■ Your assignment
Beginning with the first line, copy out each line of the material until the line containing "Place a marker on every instance of the wispy" has been copied as well.
--------------------------------------------------
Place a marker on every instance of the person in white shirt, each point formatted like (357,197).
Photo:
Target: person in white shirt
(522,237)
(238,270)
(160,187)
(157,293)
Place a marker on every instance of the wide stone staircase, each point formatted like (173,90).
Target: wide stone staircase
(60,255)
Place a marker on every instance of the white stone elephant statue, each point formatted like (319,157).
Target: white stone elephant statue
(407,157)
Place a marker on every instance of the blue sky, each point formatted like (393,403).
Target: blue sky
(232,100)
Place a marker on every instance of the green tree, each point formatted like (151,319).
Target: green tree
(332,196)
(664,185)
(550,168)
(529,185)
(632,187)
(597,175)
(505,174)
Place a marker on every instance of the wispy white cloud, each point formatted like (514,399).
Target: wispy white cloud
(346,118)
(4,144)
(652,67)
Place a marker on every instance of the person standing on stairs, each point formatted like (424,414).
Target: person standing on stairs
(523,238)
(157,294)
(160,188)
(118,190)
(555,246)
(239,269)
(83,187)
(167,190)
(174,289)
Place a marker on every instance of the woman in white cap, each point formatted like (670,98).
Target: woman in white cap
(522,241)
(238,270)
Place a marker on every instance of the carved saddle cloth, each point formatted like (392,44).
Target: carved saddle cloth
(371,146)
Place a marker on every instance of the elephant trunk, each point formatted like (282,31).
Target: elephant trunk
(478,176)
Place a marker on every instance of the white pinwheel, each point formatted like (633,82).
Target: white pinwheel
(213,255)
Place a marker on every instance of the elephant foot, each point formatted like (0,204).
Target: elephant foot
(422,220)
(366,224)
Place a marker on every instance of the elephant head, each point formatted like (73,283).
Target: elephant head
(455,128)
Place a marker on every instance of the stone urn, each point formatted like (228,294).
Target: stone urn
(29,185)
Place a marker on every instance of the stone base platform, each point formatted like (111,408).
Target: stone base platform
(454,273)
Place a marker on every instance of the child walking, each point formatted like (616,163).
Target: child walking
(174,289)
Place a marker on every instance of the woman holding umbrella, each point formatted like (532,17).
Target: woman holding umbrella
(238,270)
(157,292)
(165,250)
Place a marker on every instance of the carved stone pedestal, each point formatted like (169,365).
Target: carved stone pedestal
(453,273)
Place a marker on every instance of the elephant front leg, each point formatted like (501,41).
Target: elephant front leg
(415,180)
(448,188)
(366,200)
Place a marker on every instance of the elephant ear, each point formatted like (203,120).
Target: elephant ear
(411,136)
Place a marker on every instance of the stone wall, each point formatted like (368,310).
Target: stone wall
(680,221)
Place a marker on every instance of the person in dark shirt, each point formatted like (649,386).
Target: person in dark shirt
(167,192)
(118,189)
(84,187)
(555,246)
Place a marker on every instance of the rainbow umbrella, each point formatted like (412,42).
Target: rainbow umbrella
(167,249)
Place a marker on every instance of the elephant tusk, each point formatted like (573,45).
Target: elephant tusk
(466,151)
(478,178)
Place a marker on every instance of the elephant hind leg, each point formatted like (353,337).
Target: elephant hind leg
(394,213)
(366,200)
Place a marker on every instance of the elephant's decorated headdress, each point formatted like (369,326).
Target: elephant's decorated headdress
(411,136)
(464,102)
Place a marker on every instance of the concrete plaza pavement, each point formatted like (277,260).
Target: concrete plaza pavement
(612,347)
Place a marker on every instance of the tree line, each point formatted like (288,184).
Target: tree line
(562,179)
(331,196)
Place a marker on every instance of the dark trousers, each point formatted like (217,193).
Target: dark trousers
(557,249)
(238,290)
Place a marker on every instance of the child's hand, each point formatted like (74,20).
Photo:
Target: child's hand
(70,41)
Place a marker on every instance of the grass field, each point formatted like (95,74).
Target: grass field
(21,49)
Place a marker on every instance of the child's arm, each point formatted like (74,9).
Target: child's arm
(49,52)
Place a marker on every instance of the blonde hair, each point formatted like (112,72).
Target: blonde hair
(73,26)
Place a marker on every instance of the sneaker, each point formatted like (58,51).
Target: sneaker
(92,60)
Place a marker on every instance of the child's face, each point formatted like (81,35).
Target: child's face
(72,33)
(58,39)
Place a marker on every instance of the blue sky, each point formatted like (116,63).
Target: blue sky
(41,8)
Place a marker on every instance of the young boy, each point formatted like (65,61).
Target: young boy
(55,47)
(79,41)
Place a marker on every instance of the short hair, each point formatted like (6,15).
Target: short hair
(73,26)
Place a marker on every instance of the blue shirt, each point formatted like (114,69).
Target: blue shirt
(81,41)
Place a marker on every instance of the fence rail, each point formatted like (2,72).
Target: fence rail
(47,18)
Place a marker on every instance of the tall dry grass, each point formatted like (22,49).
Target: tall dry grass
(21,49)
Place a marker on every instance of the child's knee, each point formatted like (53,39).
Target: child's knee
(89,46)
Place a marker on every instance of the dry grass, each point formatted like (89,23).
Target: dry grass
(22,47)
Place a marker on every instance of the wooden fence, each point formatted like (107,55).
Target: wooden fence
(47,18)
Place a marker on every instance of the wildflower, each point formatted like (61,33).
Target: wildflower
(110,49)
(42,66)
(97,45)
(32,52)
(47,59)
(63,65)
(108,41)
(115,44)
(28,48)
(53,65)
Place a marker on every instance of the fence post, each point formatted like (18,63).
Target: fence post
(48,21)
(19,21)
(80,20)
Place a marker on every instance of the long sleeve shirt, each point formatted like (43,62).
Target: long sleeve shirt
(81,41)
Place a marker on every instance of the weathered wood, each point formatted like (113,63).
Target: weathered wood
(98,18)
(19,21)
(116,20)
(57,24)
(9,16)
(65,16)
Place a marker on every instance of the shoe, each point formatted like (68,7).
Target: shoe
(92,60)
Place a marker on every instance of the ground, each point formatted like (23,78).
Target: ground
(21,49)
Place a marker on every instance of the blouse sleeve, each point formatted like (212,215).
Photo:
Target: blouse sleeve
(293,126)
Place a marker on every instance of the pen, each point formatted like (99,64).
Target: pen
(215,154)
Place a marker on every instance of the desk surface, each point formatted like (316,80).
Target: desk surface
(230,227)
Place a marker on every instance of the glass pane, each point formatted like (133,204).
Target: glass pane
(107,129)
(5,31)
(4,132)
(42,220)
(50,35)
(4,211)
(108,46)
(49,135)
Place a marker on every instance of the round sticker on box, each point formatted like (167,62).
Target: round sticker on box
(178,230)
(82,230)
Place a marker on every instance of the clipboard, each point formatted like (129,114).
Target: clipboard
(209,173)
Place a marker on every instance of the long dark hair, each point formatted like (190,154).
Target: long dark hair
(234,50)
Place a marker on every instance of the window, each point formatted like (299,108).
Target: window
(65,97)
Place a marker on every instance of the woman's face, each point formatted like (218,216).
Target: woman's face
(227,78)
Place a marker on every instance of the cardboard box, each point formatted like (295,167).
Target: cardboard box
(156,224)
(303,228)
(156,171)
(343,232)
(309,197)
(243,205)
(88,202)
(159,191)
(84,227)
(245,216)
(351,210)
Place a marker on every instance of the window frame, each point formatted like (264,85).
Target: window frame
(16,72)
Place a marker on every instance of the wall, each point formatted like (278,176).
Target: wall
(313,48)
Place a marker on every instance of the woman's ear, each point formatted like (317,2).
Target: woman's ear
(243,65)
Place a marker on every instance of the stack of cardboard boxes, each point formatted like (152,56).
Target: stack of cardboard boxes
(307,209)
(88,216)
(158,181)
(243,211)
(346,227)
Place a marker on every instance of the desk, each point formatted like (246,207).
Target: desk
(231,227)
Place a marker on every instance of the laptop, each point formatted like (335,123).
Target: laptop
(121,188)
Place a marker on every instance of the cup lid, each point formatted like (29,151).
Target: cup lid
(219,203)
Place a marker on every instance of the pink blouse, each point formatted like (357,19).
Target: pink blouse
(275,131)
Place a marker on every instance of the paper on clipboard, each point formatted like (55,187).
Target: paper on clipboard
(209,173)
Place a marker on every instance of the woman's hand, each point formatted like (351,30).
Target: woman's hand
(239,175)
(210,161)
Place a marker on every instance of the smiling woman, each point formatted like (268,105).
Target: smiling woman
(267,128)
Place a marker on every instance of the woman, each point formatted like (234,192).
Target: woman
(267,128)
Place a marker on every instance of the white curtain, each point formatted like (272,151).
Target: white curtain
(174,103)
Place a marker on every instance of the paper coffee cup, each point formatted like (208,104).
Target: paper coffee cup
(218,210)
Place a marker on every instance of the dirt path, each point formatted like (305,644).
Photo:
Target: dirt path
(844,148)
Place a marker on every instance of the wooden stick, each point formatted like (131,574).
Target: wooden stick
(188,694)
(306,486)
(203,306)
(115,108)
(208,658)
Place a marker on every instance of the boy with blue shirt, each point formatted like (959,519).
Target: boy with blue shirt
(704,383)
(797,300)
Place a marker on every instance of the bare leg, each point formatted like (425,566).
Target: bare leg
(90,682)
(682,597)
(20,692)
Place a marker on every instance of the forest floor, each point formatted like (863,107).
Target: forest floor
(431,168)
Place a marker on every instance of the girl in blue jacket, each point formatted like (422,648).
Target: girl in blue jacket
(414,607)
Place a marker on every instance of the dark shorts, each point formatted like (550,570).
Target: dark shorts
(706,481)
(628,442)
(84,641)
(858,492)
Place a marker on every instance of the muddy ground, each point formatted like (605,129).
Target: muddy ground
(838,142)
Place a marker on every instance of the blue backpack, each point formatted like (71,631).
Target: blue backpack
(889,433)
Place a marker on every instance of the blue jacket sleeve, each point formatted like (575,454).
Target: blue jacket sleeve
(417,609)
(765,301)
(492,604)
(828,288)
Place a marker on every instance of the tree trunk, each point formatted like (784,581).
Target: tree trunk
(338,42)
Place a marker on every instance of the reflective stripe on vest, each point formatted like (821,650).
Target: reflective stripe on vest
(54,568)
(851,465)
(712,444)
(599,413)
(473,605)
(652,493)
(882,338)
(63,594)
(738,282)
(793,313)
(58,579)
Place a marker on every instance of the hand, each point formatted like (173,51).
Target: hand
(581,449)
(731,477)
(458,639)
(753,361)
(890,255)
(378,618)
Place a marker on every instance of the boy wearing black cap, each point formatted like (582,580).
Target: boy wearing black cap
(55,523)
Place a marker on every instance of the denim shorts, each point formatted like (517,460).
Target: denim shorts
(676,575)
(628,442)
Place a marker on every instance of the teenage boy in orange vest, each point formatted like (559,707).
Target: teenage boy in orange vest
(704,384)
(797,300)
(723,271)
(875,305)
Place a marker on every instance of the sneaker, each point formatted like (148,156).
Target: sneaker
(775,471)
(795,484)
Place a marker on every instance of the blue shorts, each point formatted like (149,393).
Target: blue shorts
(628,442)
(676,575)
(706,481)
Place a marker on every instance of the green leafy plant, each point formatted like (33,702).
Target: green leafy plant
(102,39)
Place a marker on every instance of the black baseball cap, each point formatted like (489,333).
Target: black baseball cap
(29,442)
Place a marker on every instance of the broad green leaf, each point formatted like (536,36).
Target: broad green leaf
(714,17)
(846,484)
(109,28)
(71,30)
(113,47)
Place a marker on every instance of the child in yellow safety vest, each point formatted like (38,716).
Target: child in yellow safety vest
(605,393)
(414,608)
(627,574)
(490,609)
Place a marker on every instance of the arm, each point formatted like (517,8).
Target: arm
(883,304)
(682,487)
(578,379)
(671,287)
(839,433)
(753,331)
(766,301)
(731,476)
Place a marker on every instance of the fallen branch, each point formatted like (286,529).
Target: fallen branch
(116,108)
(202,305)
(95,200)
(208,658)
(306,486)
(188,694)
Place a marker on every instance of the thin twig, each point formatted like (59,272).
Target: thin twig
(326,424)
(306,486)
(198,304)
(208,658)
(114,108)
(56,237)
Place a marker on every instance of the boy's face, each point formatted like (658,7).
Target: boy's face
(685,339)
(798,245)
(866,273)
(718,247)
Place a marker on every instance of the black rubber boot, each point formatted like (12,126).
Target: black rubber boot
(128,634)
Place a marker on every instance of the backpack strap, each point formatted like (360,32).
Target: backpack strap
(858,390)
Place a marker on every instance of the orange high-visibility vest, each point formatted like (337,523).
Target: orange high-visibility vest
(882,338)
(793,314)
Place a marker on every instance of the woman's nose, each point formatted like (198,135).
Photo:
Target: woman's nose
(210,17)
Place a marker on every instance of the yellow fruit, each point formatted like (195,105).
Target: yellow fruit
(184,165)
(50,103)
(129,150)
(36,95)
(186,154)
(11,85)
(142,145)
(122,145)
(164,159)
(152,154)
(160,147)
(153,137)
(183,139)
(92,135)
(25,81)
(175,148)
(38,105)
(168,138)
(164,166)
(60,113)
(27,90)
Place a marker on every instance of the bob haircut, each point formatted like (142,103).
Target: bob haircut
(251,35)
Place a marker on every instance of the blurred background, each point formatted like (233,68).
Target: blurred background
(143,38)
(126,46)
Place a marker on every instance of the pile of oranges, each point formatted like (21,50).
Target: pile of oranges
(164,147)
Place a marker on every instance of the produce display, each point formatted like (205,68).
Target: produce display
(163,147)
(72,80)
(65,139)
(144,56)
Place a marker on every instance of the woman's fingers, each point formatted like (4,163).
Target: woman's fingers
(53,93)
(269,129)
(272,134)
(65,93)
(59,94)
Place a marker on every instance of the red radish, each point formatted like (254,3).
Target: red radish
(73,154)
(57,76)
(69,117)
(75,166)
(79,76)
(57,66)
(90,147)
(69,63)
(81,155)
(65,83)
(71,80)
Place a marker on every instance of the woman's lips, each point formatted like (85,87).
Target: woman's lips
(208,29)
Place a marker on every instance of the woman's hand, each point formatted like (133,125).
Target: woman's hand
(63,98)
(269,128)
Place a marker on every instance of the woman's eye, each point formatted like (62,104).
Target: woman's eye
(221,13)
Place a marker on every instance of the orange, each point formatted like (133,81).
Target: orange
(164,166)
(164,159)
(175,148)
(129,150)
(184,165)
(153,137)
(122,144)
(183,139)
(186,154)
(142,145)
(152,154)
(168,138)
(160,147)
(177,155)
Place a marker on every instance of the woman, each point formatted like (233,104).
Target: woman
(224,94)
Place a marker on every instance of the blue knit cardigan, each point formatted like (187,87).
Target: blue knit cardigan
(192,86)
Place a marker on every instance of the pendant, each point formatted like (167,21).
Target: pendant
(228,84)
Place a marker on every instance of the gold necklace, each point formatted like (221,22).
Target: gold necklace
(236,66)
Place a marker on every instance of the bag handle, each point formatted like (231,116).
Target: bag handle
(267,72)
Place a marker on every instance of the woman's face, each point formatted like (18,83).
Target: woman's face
--------------------------------------------------
■ Answer space
Place a marker on every instance of the person in white shirt, each point formatted like (357,197).
Photo:
Target: person in white shirt
(522,237)
(238,270)
(160,187)
(157,293)
Place a marker on every instance of the wide stone staircase, each point formatted like (173,90).
Target: wide stone staircase
(60,255)
Place a marker on every instance of the white stone elephant statue, each point formatted like (319,157).
Target: white stone elephant statue
(407,157)
Place a marker on every instance of the blue sky, each point formatted like (393,403).
Target: blue sky
(232,100)
Place a marker on every instance of the green tree, each point formatted like (151,319).
Target: green tree
(332,196)
(664,185)
(550,168)
(529,185)
(632,187)
(597,175)
(505,174)
Place a marker on every instance of the wispy white cloud, each point formatted like (514,399).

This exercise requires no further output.